*Texte à examiner*.

Les mésanges, un langage familier : Les mésanges d’espèces et lieux différents peuvent-elles communiquer entre elles ?
Ambre Salis1 (doctorante) et les classes de 2nd 5 du Lycée Jacques Brel (Vénissieux) de Mme Perrissin2 et Mr Rodriguez2(la liste des élèves est mentionnée en fin d’article)
Article original/Original article: Salis Ambre, Léna Jean‐Paul, et Thierry Lengagne. « Great tits (Parus major) adequately respond to both allopatric combinatorial mobbing calls and their isolated parts ». Ethology 127, no 3 (2021): 213‑222.
Institution : 1 Univ Lyon, Université Claude Bernard Lyon 1, CNRS, ENTPE, UMR 5023 LEHNA, F-69622, Villeurbanne
2 Lycée polyvalent Jacques Brel, 2 rue Albert Jacquard ,69200 Vénissieux
Résumé :
Face à un prédateur, la mésange charbonnière peut le harceler afin de le faire fuir. Dans cette situation, des cris spécifiques sont émis pour attirer des individus de son espèce et d’espèces différentes. Nous testons la réponse de la mésange charbonnière Parus major à une espèce étrangère provenant du continent américain, la mésange à tête noire Parus atricapillus. La mésange charbonnière répond avec autant de vigilance à ses propres cris qu’aux cris de la mésange à tête noire. Sa réponse en termes d’approche est cependant moins forte que face à des cris de sa propre espèce. Nous interprétons ce comportement comme une baisse d’investissement lorsque le signal écouté est potentiellement moins fiable. La mésange charbonnière semble donc capable de reconnaître un cri inconnu.

[Données enregistrées]

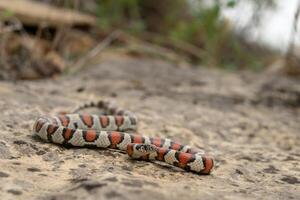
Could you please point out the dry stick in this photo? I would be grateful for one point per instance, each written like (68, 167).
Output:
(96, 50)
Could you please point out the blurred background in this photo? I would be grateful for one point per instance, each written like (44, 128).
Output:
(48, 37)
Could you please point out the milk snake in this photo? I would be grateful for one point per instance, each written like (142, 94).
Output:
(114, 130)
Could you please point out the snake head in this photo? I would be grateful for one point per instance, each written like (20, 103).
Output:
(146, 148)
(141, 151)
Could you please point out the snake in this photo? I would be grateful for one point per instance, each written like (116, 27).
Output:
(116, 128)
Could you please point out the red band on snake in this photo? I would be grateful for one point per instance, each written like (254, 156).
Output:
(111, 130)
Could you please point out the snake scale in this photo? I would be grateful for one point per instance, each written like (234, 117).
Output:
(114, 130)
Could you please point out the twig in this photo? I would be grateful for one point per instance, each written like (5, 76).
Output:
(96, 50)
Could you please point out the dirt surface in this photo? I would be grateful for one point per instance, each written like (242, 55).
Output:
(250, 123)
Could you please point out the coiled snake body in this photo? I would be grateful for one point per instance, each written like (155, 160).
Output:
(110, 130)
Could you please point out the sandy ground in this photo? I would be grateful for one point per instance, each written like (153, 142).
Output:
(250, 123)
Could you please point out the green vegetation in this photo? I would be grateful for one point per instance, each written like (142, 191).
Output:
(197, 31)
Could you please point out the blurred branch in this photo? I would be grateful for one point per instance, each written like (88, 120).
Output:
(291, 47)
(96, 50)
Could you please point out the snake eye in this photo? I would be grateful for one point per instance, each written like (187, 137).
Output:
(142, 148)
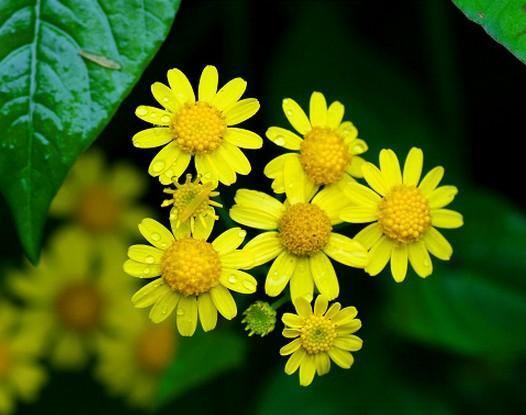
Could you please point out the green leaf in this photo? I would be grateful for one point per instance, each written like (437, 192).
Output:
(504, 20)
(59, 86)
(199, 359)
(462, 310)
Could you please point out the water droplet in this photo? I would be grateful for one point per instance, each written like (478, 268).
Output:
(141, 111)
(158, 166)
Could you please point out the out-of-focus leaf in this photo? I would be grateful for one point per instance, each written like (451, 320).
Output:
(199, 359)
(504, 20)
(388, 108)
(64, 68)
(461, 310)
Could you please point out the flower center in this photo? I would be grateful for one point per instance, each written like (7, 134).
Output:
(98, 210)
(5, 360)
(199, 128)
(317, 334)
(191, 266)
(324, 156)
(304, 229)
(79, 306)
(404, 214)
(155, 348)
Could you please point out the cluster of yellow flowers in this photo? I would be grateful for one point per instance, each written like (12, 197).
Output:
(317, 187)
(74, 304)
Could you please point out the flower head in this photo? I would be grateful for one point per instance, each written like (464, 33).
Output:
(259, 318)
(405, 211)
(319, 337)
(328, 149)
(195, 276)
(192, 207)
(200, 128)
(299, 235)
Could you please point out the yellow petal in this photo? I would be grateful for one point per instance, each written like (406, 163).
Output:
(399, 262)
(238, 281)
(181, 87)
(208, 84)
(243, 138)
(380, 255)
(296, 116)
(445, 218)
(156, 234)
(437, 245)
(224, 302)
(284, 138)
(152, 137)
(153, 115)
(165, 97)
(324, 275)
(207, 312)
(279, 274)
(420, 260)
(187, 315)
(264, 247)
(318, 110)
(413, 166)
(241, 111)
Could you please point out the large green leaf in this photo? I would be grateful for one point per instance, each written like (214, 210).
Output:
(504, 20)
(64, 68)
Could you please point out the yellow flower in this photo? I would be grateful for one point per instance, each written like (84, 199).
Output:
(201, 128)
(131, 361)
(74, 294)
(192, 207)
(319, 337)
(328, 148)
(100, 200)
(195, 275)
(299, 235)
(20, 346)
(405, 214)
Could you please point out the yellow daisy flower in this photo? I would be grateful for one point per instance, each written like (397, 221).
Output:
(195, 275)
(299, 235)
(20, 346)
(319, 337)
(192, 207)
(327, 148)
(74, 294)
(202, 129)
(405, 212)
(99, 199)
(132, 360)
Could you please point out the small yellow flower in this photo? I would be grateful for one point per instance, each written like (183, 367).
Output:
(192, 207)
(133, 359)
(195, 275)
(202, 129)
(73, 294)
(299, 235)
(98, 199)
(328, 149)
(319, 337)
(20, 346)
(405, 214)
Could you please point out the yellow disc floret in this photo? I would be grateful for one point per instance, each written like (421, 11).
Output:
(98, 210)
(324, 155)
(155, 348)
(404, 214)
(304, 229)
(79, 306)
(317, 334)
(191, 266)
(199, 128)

==

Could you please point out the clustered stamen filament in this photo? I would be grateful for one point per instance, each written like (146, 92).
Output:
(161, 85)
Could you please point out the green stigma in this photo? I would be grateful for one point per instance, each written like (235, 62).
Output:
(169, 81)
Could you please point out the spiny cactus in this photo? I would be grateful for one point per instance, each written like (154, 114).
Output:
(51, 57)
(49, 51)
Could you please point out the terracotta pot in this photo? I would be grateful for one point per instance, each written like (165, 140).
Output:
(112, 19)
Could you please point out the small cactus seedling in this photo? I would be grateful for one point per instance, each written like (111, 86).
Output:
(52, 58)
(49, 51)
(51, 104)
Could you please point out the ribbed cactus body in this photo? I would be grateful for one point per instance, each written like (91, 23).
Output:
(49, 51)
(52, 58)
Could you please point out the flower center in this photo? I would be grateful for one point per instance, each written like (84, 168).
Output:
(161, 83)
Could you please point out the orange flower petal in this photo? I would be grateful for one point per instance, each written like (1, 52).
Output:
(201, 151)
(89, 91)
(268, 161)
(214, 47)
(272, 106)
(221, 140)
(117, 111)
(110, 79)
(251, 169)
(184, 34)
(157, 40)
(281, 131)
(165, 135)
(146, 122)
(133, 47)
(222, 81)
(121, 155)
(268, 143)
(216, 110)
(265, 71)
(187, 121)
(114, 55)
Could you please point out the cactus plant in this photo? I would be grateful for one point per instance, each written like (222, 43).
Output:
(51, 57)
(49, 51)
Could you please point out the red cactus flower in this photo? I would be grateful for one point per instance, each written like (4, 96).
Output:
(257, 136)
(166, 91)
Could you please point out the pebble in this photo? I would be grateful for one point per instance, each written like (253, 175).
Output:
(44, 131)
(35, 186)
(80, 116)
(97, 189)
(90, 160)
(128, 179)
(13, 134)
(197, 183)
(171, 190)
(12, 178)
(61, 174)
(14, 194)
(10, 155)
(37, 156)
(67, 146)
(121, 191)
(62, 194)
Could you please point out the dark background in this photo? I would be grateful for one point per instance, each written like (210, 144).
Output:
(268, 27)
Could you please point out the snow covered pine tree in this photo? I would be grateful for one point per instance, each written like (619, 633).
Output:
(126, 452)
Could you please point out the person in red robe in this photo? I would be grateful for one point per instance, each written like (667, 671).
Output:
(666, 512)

*Tâches demandées*.
A: En une à trois phrases, expliquez pourquoi, selon le texte sur les mésanges, la mésange charbonnière s'approche moins des cris de la mésange à tête noire que de ceux de sa propre espèce.
B: Reprenez le texte sur les mésanges après sa dernière phrase et poursuivez-le.

*Réponses par tâche*.
A: Les auteurs interprètent ce comportement comme une baisse d'investissement de la mésange charbonnière lorsque le signal qu'elle entend est potentiellement moins fiable. Face aux cris de la mésange à tête noire, une espèce étrangère venue du continent américain, sa réponse d'approche est donc moins forte que face aux cris de sa propre espèce.

B:
Mots clés : communication ; comportement ; harcèlement ; inter-espèce ; mésanges
I. Introduction
Une expérience a été menée sur la communication inter-espèce* des mésanges. Un de leur principal mode de communication est le mobbing*. Il correspond à un cri de « harcèlement » visant à repousser les prédateurs en groupe.
Exemple de cris de mobbing* de mésanges :
Nous pouvons constater que les cris de mobbing* des deux espèces de mésanges sont différents (Figure 1). Nous pouvons alors nous demander si ces deux types de mésanges reconnaissent leurs cris.
II. Méthodes
Afin de répondre à cette problématique, nous avons réalisé un ensemble d’observations en émettant des enregistrements en présence de mésanges charbonnières tout autour de Lyon (France).
Nous réalisons des mesures témoins :
- Contrôle 1 : émission d’un bruit de fond (les enceintes qui grésillent)
- Contrôle 2 : émission d’un chant d’un pinson (autre type d’oiseau et autre type de communication)
Ces contrôles ont pour objectifs de voir si les mésanges charbonnières réagissent aux moindres sons (bruit de fond) et/ou chant d’un autre oiseau (chant du pinson).
S’il y a réaction à ces contrôles, alors cela montrera que les mésanges charbonnières ne « comprennent » pas spécifiquement les cris de mobbing* d’autres espèces.
Nous réalisons également des mesures tests :
- Test 1 : émission d’un cri de mobbing* d’autres mésanges charbonnières (Europe)
- Test 2 : émission d’un cri de mobbing* de mésanges à têtes noires (Etats-Unis)
Ce que nous allons mesurer et analyser : les scans permettent à l’oiseau de repérer la source du cri et du stress.
- les scans permettent à l’oiseau de repérer la source du cri et du stress.
- l’approche près de la source correspond à l’action de harcèlement contre un possible prédateur pour le chasser.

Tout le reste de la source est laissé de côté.